▶ **WHAT IS REQUIRED**
Make an exact copy of the records, dropping all pictures.

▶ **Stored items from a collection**
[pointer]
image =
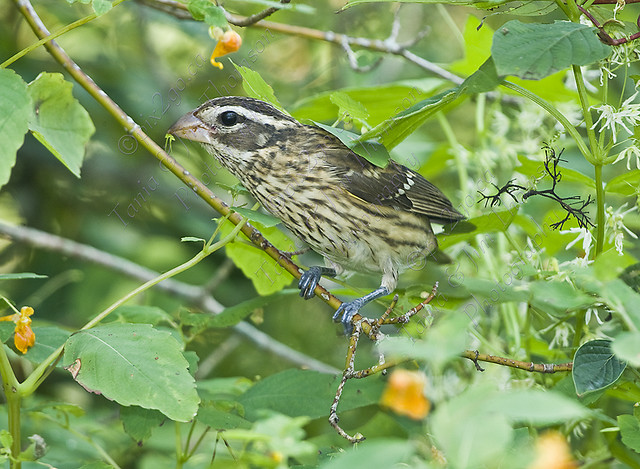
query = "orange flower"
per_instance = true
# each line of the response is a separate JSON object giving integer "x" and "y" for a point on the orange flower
{"x": 552, "y": 452}
{"x": 228, "y": 41}
{"x": 404, "y": 394}
{"x": 24, "y": 337}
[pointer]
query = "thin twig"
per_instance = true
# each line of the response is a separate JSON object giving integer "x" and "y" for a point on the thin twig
{"x": 249, "y": 20}
{"x": 476, "y": 357}
{"x": 196, "y": 296}
{"x": 389, "y": 47}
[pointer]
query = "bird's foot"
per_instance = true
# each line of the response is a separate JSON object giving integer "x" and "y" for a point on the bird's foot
{"x": 349, "y": 309}
{"x": 310, "y": 278}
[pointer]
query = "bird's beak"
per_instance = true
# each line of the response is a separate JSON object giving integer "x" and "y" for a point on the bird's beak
{"x": 192, "y": 128}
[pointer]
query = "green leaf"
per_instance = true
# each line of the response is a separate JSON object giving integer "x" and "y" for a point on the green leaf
{"x": 377, "y": 453}
{"x": 21, "y": 276}
{"x": 536, "y": 50}
{"x": 536, "y": 407}
{"x": 395, "y": 129}
{"x": 254, "y": 216}
{"x": 483, "y": 80}
{"x": 370, "y": 150}
{"x": 630, "y": 431}
{"x": 625, "y": 347}
{"x": 133, "y": 364}
{"x": 381, "y": 102}
{"x": 48, "y": 339}
{"x": 141, "y": 314}
{"x": 234, "y": 314}
{"x": 625, "y": 184}
{"x": 15, "y": 113}
{"x": 349, "y": 108}
{"x": 138, "y": 422}
{"x": 266, "y": 275}
{"x": 256, "y": 87}
{"x": 59, "y": 122}
{"x": 219, "y": 419}
{"x": 307, "y": 393}
{"x": 595, "y": 367}
{"x": 558, "y": 297}
{"x": 488, "y": 4}
{"x": 495, "y": 221}
{"x": 205, "y": 10}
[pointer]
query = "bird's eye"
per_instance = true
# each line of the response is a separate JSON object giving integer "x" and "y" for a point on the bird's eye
{"x": 229, "y": 118}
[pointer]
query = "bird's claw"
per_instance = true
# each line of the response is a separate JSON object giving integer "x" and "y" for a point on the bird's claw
{"x": 309, "y": 281}
{"x": 346, "y": 312}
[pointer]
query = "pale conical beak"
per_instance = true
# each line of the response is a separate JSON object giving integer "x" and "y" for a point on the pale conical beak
{"x": 192, "y": 128}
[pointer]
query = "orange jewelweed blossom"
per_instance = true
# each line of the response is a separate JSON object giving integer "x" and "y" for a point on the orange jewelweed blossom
{"x": 552, "y": 452}
{"x": 228, "y": 41}
{"x": 404, "y": 394}
{"x": 24, "y": 337}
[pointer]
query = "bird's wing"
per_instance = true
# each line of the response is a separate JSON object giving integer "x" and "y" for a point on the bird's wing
{"x": 392, "y": 186}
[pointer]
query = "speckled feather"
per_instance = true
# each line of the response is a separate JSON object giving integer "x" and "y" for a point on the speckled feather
{"x": 359, "y": 216}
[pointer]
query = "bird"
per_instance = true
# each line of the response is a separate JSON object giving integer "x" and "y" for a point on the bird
{"x": 358, "y": 216}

▶ **CORRECT RESPONSE**
[pointer]
image =
query = "orange flower"
per_instance = true
# each line of the response is a separate JSON object giving integer "x" and "y" for a point on the orange flower
{"x": 552, "y": 452}
{"x": 228, "y": 41}
{"x": 404, "y": 394}
{"x": 24, "y": 337}
[pointer]
query = "thin twig"
per_instance = true
# each line of the response is a separate JSON object giving integer "x" and "y" for a point on the thin twig
{"x": 249, "y": 20}
{"x": 476, "y": 357}
{"x": 196, "y": 296}
{"x": 389, "y": 47}
[pointer]
query = "bird's foot"
per_instance = true
# each line of the response is a separate JSON object giving integer "x" and "y" for a point on the bird's foot
{"x": 349, "y": 309}
{"x": 310, "y": 278}
[pointer]
query = "bird's beak"
per_instance = true
# each line of the response is a separate JSON object giving integer "x" and "y" for a point on the bird's beak
{"x": 192, "y": 128}
[pointer]
query = "green leaf"
per_instance = true
# each line of the response is a separate JSON object giving integer "x" and "y" for a point on the green leaf
{"x": 377, "y": 453}
{"x": 21, "y": 276}
{"x": 536, "y": 50}
{"x": 536, "y": 407}
{"x": 395, "y": 129}
{"x": 254, "y": 216}
{"x": 483, "y": 80}
{"x": 370, "y": 150}
{"x": 630, "y": 431}
{"x": 625, "y": 347}
{"x": 133, "y": 364}
{"x": 381, "y": 102}
{"x": 48, "y": 339}
{"x": 141, "y": 314}
{"x": 234, "y": 314}
{"x": 625, "y": 184}
{"x": 15, "y": 113}
{"x": 349, "y": 108}
{"x": 138, "y": 422}
{"x": 266, "y": 275}
{"x": 256, "y": 87}
{"x": 59, "y": 122}
{"x": 219, "y": 419}
{"x": 307, "y": 393}
{"x": 595, "y": 367}
{"x": 558, "y": 297}
{"x": 488, "y": 4}
{"x": 495, "y": 221}
{"x": 205, "y": 10}
[pointer]
query = "bird's eye"
per_instance = true
# each line of the response is a separate JSON object giving integer "x" and "y" for a point on the bird's eye
{"x": 229, "y": 118}
[pointer]
query = "bird's claw"
per_instance = true
# each line of the response is a separate JSON object giving integer "x" and "y" for a point on the bird's claw
{"x": 309, "y": 281}
{"x": 346, "y": 312}
[pointer]
query = "pale conical beak"
per_instance = true
# each line of the response is a separate JSON object giving integer "x" and "y" for a point on the pale conical beak
{"x": 192, "y": 128}
[pointer]
query = "orange jewelweed blossom"
per_instance = true
# each line of the response is a separate JSON object giving integer "x" and "y" for a point on the orange jewelweed blossom
{"x": 552, "y": 452}
{"x": 228, "y": 41}
{"x": 404, "y": 394}
{"x": 24, "y": 337}
[pointer]
query = "bird's wing"
per_instance = true
# each line of the response is a separate JSON object giving integer "x" and "y" for a point on the bird's wing
{"x": 392, "y": 186}
[pointer]
query = "speckled feather"
per_instance = true
# each line of the response is a separate JSON object giving integer "x" and "y" for a point on the speckled feather
{"x": 359, "y": 216}
[pointer]
query = "bird"
per_instance = true
# each line of the response is a separate JSON object giving integer "x" and "y" for a point on the bird
{"x": 358, "y": 216}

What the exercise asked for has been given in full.